* [USING THE INFORMATION]
1: Reproduce everything in the school lunch passage from "Two studies showed" down to "a nationwide program.", with no changes.
2: Write the next part of the school lunch passage, picking up right after its final sentence.

* [READING TEXT]
Two studies showed that school lunches are more nutritious and more beneficial to students than lunches brought from home.

The first study compared the nutrition of bagged lunches and school lunches. Researchers from the USDA/ARS Children's Nutrition Research Center at Baylor College of Medicine and Texas Children's Hospital found that bagged lunches brought by students to school fail to meet nutritional guidelines set by a nationwide program.

The study looked at the bag lunches brought by 337 students at school. The researchers measured its nutrition and compared it to the guidelines set by the National School Lunch program, as well as the average cost per serving.

The analysis showed that bagged lunches contain more sodium and fewer servings of fruits, vegetables, whole grains and milk. Majority of these lunches were packed with desserts, snack chips and sweetened beverages. The average cost per bag lunch is $1.85.

"Most studies focus on the foods provided by the schools; but many children bring their lunches from home. Lunches from home should contain healthy foods and help children meet national dietary recommendations," Dr. Karen Cullen, professor of pediatrics at Baylor and senior author of the study, said in a university news release.

* [INFORMATION SUPPLIED]
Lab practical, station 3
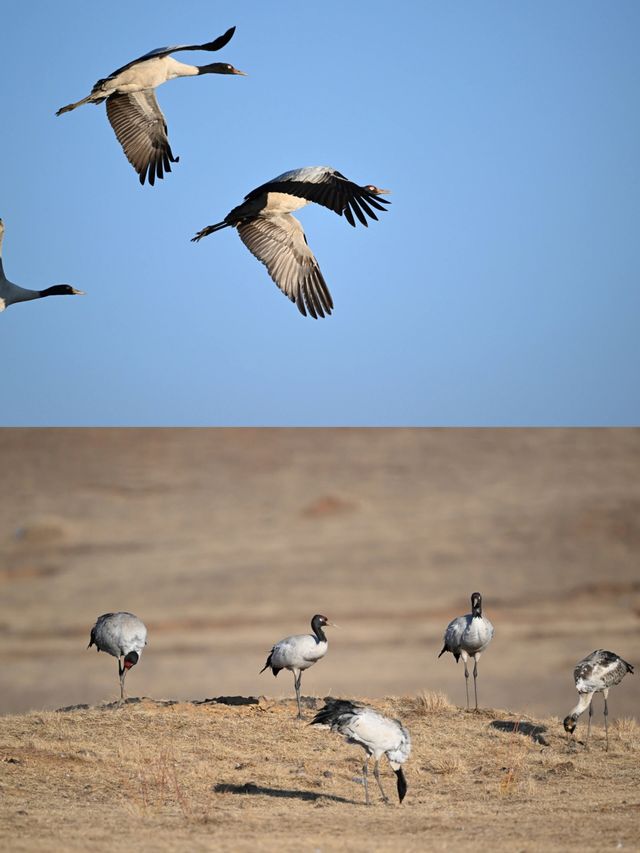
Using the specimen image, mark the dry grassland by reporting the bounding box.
[0,694,640,853]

* [RESPONSES]
1:
Two studies showed that school lunches are more nutritious and more beneficial to students than lunches brought from home.

The first study compared the nutrition of bagged lunches and school lunches. Researchers from the USDA/ARS Children's Nutrition Research Center at Baylor College of Medicine and Texas Children's Hospital found that bagged lunches brought by students to school fail to meet nutritional guidelines set by a nationwide program.

2:
The researchers were not surprised of the results of their study as most parents consider their children's preferences when preparing their bag lunches. Cullen suggested to parents to involve their children in choosing their meals such as letting them pick the fruit they want in the bag.

The findings of this study were published in the Nov. 24 issue of JAMA Pediatrics.

In the second study, published in the same journal, researchers from Tufts University in Boston compared the school performance of students served with school breakfast to those who brought bagged lunches. There was no significant difference on the test scores of the students, but children who ate school breakfast had better attendance records.

"It's important for parents to understand that breakfast is important for getting their kids ready to learn in the classroom (and) for improving their academics," editorial co-author Lindsay Turner of Boise State University in Idaho said to Reuters Health. "It's not just about healthy eating, it's about getting the kids to do better in the classroom as well."